:: PASSAGE ::

By default, SSH will ask you for this passphrase every time you invoke the key, something that gets tiresome quite fast. Fortunately, there is a way to minimize the inconvenience:

SSH Agent

SSH Agent is a program that will ask you once at the beginning of your session for your passphrase and cache it for the length of your session
You can run it manually

$ eval $(ssh-agent)

Having to put “eval” in the command has led to a lot of frustration and misunderstanding about ssh-agent. After all, running ssh-agent alone doesn’t seem to raise an error, but doesn’t do what we need:

$ ssh-agent

SSH_AUTH_SOCK=/tmp/ssh-dHKgccDFLL7z/agent.14536; export SSH_AUTH_SOCK;

SSH_AGENT_PID=5588; export SSH_AGENT_PID;

echo Agent pid 5588;

What’s happening is that ssh-agent is generating some environment variables, but ssh-agent cannot evaluate them for the parent process, (it’s a Unix security issue,) so we must call ‘eval’ explicitly.
Next, we must add our key to the agent:

$ ssh-add ~/.ssh/id_rsa

Believe me, this is *not* something you want to have to do every time you want to get some work done, so let’s script it all to run automatically at login.

:::
:: MATERIAL PROVIDED ::

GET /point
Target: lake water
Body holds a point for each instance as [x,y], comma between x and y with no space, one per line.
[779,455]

:::

YOUR TASKS:
1. Rewrite the paragraph in the SSH Agent passage that begins "What’s happening is that ssh-agent" in a shorter form, keeping its main facts.
2. In the SSH Agent passage, when does SSH Agent ask for the passphrase?
3. Resume the passage about SSH Agent from the point where it stops.
The listing has no connection to the text about SSH Agent.

THE REPLIES:
1. Running ssh-agent alone produces environment variables, but a Unix security restriction stops it from setting them in the parent process, so eval has to be called explicitly.

2. Once, at the beginning of your session.

3.
On your workstation, open up your .bash_profile (for Git Bash on Windows, create a file called “.bashrc” in your home directory,) and add the following to the end of the file:

SSH_ENV="$HOME/.ssh/environment"



function start_agent {

    echo "Initialising new SSH agent..."

    /usr/bin/ssh-agent | sed 's/^echo/#echo/' > "${SSH_ENV}"

    echo succeeded

    chmod 600 "${SSH_ENV}"

    . "${SSH_ENV}" > /dev/null

    /usr/bin/ssh-add;

}



# Source SSH settings, if applicable



if [ -f "${SSH_ENV}" ]; then

    . "${SSH_ENV}" > /dev/null

    #ps ${SSH_AGENT_PID} doesn't work under cywgin

    ps -ef | grep ${SSH_AGENT_PID} | grep ssh-agent$ > /dev/null || {

        start_agent;

    }

else

    start_agent;

fi

.bash_profile is for Bash, of course. For other shells, you’ll need to find its ‘.profile’ equivalent. If, like me, you use Robby Russel’s excellent Oh My Zsh, there’s a plugin for ssh-agent.
When you have that all configured, reboot your workstation if you can, to properly test.
Open a terminal, ssh to your favorite host, enter the passphrase when prompted, hopefully for the only time this session.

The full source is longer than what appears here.